DATA ENTRIES ::
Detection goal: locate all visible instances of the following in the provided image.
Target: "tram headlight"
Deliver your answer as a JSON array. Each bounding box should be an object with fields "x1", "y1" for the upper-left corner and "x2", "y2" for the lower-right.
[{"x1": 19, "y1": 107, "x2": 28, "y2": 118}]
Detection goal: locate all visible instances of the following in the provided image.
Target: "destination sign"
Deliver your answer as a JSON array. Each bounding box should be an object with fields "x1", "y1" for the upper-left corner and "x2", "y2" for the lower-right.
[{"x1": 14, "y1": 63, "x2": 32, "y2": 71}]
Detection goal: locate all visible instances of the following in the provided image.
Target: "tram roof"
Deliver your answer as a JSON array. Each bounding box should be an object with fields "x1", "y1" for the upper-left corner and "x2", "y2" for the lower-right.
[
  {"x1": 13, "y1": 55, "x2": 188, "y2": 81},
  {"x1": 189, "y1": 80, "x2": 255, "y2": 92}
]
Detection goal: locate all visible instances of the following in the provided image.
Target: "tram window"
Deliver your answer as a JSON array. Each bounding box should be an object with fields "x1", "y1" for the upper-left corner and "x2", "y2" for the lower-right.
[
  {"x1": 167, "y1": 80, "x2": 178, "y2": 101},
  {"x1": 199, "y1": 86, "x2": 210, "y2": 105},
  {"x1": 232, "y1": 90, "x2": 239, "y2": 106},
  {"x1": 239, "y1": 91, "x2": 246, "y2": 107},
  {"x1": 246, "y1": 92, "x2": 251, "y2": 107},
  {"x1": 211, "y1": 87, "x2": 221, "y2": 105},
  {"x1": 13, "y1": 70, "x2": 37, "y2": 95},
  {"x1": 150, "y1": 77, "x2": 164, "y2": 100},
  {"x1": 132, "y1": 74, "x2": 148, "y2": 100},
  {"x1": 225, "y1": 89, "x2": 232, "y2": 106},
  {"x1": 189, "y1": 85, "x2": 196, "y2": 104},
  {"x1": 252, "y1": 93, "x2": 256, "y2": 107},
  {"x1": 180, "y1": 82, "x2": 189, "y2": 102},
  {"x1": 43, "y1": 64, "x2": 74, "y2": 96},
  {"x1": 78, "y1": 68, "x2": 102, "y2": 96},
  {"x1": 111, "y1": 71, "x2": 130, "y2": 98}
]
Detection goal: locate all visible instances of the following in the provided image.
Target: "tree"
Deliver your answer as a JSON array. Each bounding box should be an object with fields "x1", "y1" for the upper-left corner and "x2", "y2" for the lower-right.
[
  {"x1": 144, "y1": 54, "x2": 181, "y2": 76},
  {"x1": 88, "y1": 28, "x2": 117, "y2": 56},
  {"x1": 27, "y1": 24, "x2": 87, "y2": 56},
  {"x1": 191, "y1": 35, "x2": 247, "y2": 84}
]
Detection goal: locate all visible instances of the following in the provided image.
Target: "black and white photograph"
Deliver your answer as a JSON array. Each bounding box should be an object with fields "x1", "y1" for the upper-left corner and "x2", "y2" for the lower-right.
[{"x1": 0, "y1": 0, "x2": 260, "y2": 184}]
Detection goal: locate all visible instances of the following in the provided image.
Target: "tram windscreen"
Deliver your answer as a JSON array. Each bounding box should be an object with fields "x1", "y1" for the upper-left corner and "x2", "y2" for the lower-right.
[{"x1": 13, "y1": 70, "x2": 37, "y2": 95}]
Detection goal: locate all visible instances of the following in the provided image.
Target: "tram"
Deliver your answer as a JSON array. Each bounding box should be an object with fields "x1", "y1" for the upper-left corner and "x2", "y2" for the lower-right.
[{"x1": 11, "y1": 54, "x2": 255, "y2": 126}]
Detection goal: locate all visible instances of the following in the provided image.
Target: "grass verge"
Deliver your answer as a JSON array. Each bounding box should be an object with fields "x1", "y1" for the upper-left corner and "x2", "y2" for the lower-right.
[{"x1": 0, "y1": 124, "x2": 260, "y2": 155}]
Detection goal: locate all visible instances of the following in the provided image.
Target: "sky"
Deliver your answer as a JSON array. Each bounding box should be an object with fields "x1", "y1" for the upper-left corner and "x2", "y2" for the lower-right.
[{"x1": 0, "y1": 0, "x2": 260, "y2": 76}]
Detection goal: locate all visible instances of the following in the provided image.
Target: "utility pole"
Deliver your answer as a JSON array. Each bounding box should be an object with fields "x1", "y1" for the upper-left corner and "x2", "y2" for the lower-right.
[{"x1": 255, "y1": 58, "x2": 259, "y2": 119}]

WHAT TO DO ::
Count the lines above that contain the string "Target", matching case exactly. Reply with the number alone.

WRITTEN SOLUTION ::
11